Data Fabric automatically syncs production trace data, evaluations, and annotations to your cloud data warehouse every 60 minutes in Iceberg format—giving you a single, always-current source of truth. Having access to the raw trace data enables teams to leverage this data for analytics and custom workflows.

<Frame>
  ![](https://storage.googleapis.com/arize-phoenix-assets/assets/images/arize-docs-images/data-fabric-1.avif)
</Frame>

This is a very powerful feature of [adb - the Arize GenAI native datastore](https://arize.com/adb/). Learn more about adb:

* [Introducing adb](https://arize.com/blog/introducing-adb-arizes-proprietary-olap-database/)
* [Realtime Ingestion at Scale](https://arize.com/blog/adb-database-realtime-ingestion/)
* [adb Benchmarks](https://arize.com/blog/adb-benchmarks/)

## Why is this better than a standard data export?

* **No lock-in:** Your data is always available to you. You can move it to data warehouse of your choice so you can use it in other tools you already use.
* **Single source of truth, always:** No need to maintain separate copies or manage export jobs
* **Automatic updates:** Your data, up-to-date. Any updates via evaluations or annotations—even on months-old data—are captured in the next sync regardless of timestamp. Data syncs every 60 minutes.

TASK 1: Arrange the rows as a JSON list of strings, one string per line and blank lines omitted, covering only the lines from the one containing "Could you point at the patch" through the last line of the rows.
The Data Fabric text and the rows come from unrelated sources.

DATA IN THIS EXERCISE:
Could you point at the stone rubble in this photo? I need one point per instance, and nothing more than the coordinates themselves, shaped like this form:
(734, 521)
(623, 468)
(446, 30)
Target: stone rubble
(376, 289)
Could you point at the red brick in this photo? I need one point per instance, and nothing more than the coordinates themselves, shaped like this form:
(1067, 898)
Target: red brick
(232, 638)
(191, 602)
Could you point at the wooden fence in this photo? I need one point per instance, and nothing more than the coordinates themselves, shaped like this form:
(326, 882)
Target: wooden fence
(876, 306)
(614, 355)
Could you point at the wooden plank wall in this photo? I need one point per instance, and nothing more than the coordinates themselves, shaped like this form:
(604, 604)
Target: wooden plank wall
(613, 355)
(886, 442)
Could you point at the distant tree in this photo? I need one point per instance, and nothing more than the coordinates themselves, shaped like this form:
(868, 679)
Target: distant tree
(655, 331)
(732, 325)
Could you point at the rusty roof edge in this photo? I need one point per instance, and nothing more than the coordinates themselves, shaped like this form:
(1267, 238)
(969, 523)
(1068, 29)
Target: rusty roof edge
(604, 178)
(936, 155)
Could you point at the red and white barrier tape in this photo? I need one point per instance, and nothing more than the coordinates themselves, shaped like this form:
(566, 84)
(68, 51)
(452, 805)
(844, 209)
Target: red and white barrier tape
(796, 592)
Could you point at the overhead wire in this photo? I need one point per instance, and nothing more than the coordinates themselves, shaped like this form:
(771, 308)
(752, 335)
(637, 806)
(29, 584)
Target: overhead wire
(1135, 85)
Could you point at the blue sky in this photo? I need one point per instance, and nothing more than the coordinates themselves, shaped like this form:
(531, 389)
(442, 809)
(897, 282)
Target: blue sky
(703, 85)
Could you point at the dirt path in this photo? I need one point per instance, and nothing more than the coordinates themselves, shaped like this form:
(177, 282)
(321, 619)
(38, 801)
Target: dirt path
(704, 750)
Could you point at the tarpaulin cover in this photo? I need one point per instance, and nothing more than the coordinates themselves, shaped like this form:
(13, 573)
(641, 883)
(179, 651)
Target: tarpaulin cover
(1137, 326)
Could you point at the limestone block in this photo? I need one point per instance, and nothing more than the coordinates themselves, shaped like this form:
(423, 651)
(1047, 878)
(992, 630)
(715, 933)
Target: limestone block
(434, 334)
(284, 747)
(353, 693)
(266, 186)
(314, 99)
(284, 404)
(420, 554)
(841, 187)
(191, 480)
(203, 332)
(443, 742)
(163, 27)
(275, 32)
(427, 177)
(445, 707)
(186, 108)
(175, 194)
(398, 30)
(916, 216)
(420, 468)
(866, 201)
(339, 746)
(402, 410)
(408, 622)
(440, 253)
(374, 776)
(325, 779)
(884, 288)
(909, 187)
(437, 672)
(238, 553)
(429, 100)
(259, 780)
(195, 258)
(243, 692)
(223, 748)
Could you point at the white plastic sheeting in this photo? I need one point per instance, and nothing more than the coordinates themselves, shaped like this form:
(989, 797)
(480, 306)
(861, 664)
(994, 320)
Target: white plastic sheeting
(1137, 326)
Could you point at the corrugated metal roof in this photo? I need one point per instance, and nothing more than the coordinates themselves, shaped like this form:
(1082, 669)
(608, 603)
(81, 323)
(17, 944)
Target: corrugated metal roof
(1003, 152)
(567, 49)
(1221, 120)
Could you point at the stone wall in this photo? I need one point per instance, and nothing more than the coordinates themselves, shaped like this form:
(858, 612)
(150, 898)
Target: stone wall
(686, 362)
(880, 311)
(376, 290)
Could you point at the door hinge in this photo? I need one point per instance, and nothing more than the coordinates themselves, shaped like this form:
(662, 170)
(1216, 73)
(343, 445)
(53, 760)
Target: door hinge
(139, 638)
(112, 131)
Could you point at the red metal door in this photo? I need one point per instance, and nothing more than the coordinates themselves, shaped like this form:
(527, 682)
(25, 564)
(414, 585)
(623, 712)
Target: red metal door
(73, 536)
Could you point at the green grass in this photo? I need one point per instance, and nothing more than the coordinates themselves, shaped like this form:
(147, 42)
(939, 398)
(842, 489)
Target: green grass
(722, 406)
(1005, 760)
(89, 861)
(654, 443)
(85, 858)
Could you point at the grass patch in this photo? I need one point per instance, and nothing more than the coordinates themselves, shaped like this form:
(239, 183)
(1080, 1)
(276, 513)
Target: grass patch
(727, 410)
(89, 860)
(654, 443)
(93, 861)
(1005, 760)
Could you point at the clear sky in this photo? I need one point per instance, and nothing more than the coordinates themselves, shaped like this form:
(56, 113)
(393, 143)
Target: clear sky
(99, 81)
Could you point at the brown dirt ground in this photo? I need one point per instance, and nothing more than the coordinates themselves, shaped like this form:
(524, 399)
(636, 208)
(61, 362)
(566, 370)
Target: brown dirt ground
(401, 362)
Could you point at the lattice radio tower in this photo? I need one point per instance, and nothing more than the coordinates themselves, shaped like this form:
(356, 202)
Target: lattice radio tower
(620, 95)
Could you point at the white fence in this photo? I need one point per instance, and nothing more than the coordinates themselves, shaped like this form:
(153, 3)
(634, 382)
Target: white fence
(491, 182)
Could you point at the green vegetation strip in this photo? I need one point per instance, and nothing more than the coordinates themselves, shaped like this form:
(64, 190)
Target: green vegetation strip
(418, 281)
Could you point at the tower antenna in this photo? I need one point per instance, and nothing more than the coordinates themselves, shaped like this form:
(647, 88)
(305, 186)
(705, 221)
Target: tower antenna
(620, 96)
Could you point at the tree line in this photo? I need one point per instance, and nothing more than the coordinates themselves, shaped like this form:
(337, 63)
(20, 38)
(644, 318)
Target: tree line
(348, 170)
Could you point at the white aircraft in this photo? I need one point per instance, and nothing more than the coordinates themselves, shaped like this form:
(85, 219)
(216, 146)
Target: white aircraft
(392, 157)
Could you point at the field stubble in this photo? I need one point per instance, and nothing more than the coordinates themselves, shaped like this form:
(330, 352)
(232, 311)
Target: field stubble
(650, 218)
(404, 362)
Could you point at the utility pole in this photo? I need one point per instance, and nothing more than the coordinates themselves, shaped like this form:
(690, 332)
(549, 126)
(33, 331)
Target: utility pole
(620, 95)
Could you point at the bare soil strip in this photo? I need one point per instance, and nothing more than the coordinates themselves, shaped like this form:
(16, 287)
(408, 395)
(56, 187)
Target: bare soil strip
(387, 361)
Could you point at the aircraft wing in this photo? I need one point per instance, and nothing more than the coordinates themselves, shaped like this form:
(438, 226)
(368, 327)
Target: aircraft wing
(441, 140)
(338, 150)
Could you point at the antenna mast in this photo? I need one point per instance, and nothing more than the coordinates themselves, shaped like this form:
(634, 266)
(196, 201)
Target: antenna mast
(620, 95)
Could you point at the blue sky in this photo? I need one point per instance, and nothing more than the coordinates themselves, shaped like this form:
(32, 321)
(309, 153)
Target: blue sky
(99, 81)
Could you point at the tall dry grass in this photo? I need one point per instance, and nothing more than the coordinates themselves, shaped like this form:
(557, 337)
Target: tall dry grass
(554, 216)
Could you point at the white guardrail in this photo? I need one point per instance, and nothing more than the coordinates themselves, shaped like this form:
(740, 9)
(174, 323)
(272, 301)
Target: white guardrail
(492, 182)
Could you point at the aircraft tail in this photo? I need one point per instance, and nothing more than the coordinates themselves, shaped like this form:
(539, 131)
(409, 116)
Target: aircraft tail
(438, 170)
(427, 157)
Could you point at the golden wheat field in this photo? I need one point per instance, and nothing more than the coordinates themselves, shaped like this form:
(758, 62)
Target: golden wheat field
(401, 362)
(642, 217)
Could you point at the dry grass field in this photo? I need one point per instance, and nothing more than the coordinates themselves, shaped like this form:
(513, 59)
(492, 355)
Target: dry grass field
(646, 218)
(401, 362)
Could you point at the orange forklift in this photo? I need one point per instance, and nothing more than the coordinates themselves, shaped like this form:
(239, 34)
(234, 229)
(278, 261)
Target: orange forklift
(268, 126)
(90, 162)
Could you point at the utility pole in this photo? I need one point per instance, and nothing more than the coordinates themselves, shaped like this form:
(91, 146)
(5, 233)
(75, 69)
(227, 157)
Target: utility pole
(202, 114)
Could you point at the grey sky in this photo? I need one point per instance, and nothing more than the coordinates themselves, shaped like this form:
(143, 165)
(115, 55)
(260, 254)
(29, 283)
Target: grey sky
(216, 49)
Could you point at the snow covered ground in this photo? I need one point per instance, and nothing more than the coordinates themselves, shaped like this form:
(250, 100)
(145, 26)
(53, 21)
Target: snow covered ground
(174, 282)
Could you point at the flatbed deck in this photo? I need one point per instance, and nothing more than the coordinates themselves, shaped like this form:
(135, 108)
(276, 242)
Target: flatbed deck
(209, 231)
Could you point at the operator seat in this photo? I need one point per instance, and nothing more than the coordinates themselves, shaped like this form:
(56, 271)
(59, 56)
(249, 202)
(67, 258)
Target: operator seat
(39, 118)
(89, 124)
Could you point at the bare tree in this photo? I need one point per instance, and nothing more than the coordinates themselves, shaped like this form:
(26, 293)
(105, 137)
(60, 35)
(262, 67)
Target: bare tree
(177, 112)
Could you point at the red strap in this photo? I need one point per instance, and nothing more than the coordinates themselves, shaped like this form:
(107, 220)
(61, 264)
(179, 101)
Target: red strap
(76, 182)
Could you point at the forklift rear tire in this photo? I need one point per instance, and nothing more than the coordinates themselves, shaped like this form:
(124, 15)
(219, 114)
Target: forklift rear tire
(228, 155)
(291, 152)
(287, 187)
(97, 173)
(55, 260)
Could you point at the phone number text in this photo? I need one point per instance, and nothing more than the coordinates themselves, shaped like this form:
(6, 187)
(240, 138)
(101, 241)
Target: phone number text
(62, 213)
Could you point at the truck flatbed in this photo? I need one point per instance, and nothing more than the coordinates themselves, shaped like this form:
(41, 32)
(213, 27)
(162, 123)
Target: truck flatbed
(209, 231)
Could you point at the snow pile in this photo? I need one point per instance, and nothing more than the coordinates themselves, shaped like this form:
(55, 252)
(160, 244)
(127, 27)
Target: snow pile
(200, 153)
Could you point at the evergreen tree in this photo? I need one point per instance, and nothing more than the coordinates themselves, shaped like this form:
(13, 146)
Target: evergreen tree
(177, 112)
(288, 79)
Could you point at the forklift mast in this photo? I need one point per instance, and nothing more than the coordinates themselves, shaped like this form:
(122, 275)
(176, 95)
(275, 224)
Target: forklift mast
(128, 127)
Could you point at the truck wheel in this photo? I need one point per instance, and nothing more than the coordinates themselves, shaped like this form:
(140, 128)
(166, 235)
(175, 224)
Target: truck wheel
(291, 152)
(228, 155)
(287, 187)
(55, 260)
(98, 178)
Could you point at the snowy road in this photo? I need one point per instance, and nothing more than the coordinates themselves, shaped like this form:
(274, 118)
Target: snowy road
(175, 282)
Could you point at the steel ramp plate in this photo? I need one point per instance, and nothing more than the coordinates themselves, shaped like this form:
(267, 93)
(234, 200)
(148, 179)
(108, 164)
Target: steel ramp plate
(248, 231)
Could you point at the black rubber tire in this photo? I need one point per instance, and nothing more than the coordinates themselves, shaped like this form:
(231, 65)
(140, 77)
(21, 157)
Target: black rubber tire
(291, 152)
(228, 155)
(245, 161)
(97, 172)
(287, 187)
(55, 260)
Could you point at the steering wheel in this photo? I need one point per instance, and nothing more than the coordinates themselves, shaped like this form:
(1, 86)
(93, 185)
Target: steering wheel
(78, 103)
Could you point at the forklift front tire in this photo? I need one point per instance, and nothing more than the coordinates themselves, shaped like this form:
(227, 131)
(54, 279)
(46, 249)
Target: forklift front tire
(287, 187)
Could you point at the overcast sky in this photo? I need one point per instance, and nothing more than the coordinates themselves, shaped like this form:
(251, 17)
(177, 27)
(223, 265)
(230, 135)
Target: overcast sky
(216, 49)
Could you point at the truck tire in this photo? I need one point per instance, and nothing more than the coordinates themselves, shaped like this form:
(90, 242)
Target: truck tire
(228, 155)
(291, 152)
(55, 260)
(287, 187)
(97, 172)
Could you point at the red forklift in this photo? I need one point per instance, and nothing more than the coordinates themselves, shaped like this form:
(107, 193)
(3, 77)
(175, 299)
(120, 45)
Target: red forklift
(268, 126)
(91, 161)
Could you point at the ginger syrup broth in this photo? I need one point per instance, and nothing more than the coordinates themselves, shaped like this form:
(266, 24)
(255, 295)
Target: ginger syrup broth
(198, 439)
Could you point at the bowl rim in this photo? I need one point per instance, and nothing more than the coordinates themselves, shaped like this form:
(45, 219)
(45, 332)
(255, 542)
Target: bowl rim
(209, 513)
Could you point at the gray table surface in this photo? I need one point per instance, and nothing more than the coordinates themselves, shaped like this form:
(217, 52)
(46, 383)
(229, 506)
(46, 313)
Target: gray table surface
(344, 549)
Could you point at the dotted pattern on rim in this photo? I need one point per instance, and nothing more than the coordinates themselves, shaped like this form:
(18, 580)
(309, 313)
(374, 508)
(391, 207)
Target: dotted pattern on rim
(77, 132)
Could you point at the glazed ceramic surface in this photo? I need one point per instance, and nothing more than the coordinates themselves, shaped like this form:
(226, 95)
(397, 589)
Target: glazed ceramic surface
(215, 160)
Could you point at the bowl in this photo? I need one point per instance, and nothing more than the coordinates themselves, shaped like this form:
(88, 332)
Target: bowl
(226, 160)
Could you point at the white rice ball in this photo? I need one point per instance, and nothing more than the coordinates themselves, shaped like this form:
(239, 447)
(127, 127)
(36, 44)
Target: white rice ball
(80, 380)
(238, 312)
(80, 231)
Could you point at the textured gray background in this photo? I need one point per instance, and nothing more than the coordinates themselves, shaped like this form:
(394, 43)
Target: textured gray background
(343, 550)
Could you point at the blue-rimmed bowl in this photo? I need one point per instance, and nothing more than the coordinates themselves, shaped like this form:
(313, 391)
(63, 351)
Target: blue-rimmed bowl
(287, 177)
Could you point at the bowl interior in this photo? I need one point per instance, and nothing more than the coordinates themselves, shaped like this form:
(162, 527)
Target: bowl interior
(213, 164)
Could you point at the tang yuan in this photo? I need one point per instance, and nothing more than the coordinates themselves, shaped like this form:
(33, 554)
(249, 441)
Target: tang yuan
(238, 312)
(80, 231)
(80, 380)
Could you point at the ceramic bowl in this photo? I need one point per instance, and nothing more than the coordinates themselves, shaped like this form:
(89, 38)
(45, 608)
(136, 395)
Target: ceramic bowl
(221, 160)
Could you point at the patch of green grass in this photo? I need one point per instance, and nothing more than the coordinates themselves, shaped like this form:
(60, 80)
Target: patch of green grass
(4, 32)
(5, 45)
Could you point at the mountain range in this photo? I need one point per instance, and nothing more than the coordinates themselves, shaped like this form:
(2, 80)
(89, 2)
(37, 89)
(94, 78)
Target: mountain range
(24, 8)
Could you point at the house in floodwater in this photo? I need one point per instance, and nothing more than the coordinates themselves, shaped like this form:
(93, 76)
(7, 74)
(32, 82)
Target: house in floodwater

TASK 2: Set down the passage of the Data Fabric text from "This is a very" to "every 60 minutes.".

EXPECTED ANSWER 1:
[
  "Could you point at the patch of green grass in this photo? I need one point per instance, and nothing more than the coordinates themselves, shaped like this form:",
  "(60, 80)",
  "Target: patch of green grass",
  "(4, 32)",
  "(5, 45)",
  "Could you point at the mountain range in this photo? I need one point per instance, and nothing more than the coordinates themselves, shaped like this form:",
  "(2, 80)",
  "(89, 2)",
  "(37, 89)",
  "(94, 78)",
  "Target: mountain range",
  "(24, 8)",
  "Could you point at the house in floodwater in this photo? I need one point per instance, and nothing more than the coordinates themselves, shaped like this form:",
  "(93, 76)",
  "(7, 74)",
  "(32, 82)",
  "Target: house in floodwater"
]

EXPECTED ANSWER 2:
This is a very powerful feature of [adb - the Arize GenAI native datastore](https://arize.com/adb/). Learn more about adb:

* [Introducing adb](https://arize.com/blog/introducing-adb-arizes-proprietary-olap-database/)
* [Realtime Ingestion at Scale](https://arize.com/blog/adb-database-realtime-ingestion/)
* [adb Benchmarks](https://arize.com/blog/adb-benchmarks/)

## Why is this better than a standard data export?

* **No lock-in:** Your data is always available to you. You can move it to data warehouse of your choice so you can use it in other tools you already use.
* **Single source of truth, always:** No need to maintain separate copies or manage export jobs
* **Automatic updates:** Your data, up-to-date. Any updates via evaluations or annotations—even on months-old data—are captured in the next sync regardless of timestamp. Data syncs every 60 minutes.